## What to produce
Extract every line of the material below and reproduce it faithfully.

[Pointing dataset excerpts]
----
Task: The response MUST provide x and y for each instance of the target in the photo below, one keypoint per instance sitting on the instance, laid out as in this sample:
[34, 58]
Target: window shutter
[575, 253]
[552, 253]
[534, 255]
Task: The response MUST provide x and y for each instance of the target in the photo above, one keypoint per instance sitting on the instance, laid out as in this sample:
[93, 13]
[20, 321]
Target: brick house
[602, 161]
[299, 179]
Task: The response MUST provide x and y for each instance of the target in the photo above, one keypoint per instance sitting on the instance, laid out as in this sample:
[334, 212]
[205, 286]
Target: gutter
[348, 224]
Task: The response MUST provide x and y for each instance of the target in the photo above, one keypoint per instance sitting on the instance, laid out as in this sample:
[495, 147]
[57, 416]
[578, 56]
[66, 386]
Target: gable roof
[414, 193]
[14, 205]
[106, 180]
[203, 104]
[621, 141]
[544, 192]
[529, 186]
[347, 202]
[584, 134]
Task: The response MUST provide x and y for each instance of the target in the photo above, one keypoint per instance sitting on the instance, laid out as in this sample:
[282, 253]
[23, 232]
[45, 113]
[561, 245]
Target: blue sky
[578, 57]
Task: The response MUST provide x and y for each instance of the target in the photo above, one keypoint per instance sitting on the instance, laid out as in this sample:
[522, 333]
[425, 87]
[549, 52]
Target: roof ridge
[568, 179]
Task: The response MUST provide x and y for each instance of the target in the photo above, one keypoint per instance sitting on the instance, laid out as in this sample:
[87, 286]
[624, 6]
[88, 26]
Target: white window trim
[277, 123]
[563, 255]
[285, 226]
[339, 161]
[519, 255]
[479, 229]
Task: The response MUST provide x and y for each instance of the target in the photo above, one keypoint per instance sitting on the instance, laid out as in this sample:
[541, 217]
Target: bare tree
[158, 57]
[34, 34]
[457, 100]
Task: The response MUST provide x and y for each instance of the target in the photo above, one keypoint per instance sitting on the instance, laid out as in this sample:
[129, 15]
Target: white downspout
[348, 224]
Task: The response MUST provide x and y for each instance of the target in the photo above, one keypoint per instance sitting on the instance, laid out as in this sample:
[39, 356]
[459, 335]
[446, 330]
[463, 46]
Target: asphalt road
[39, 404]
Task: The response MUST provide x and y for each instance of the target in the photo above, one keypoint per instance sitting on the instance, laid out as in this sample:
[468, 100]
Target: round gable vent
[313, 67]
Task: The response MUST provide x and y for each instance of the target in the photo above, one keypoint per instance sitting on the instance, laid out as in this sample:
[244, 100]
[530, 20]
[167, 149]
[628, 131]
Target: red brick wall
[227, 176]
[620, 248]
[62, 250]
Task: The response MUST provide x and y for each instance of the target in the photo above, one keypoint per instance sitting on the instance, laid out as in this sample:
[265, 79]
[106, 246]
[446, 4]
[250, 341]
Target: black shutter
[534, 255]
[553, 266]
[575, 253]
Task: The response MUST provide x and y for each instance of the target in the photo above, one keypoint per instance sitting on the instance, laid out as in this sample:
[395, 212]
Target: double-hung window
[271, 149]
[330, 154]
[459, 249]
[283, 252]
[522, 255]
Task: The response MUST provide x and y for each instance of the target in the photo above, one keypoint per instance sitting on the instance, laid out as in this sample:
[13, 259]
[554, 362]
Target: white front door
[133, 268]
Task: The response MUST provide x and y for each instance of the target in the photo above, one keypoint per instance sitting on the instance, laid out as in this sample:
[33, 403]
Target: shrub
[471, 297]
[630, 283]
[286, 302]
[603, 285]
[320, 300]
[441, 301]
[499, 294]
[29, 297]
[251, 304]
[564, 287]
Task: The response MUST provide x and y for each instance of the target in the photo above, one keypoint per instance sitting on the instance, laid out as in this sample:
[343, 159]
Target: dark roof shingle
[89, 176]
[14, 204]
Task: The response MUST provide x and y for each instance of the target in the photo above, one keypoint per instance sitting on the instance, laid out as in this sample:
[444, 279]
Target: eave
----
## Exercise output
Task: The response MUST provide x and y for each instance of the target in the photo below, one keypoint per instance sitting on the instance, laid out as in this sample:
[34, 58]
Target: window shutter
[575, 253]
[552, 253]
[534, 255]
Task: The response MUST provide x and y for each instance of the target in the photo above, one keypoint per instance sitting on the instance, laid out as in this sample:
[93, 13]
[20, 321]
Target: brick house
[602, 161]
[299, 179]
Task: The response MUST provide x and y for each instance of the target in the photo above, one keypoint per instance sitting on the instance, laid out as in this sample:
[334, 212]
[205, 286]
Target: gutter
[348, 224]
Task: The response MUST provide x and y for each instance of the target in the photo above, one keypoint per instance sitting on the instance, laid out as in this sample:
[495, 147]
[57, 416]
[578, 56]
[66, 386]
Target: gable roof
[414, 193]
[14, 205]
[106, 180]
[203, 104]
[621, 141]
[544, 192]
[529, 186]
[347, 202]
[584, 134]
Task: The response MUST provide x and y for each instance of the target in the photo above, one keypoint per instance sitting on the instance, laid out as in this sample:
[282, 253]
[23, 232]
[45, 113]
[561, 245]
Target: blue sky
[578, 57]
Task: The response MUST provide x and y for each instance of the target in the photo above, one keypoint per instance sitting on the instance, laid out as in this sample:
[522, 333]
[425, 87]
[549, 52]
Target: roof ridge
[568, 179]
Task: The response MUST provide x and y for each instance of the target in the photo above, one keypoint per instance sitting on the instance, laid out as in this sample:
[87, 286]
[624, 6]
[88, 26]
Target: white window trim
[277, 123]
[563, 255]
[285, 226]
[339, 161]
[519, 255]
[479, 229]
Task: The response MUST provide x and y for each instance of the target in the photo above, one keypoint per instance sitting on the instance, laid out as in this sample:
[541, 217]
Target: bare tree
[158, 57]
[34, 34]
[457, 100]
Task: The response MUST provide x and y for each instance of the target in the photo above, one keypoint per instance sitting on the instance, laid out as in this sample:
[129, 15]
Target: white downspout
[348, 224]
Task: The response MUST provide x and y for each instance of the target in the photo above, one keypoint per instance sitting on the instance, laid out as in this sample:
[39, 356]
[459, 335]
[446, 330]
[463, 46]
Target: asphalt road
[39, 404]
Task: The response MUST provide x and y for each instance of the target in the photo above, one keypoint per instance sitting on the instance, laid out as in this sample:
[468, 100]
Target: round gable vent
[313, 67]
Task: The response MUST provide x and y for each instance of the target in the photo above, one keypoint per instance sitting on the instance, laid out as in this sample:
[244, 100]
[530, 20]
[167, 149]
[628, 131]
Target: red brick wall
[227, 176]
[620, 248]
[62, 250]
Task: The response MUST provide x and y for each instance of the target in the photo above, one keypoint per instance sitting on the instance, laid out as in this sample:
[265, 79]
[106, 246]
[446, 4]
[250, 341]
Target: black shutter
[534, 255]
[553, 266]
[575, 253]
Task: The response MUST provide x and y for each instance of the target in the photo above, one keypoint per instance sitting on the instance, laid out as in this sample:
[395, 212]
Target: double-hung window
[271, 149]
[330, 154]
[459, 249]
[283, 252]
[522, 255]
Task: The response MUST provide x and y for each instance of the target in the photo above, one keypoint per instance sitting on the instance, laid out as in this sample:
[13, 259]
[554, 362]
Target: white front door
[133, 268]
Task: The response MUST provide x and y for each instance of the target in the photo above, one keypoint per instance sitting on the instance, laid out as in this sample:
[33, 403]
Target: shrub
[471, 297]
[630, 283]
[286, 302]
[603, 285]
[320, 300]
[441, 301]
[499, 294]
[29, 297]
[251, 304]
[564, 287]
Task: The response MUST provide x and y for each instance of the target in the photo above, one keypoint per instance sitting on the instance, laid out as in this sample:
[343, 159]
Target: dark roof shingle
[89, 176]
[14, 204]
Task: The response MUST provide x and y for each instance of the target in the photo above, one keypoint per instance sitting on the instance, laid out as in this sample:
[444, 279]
Target: eave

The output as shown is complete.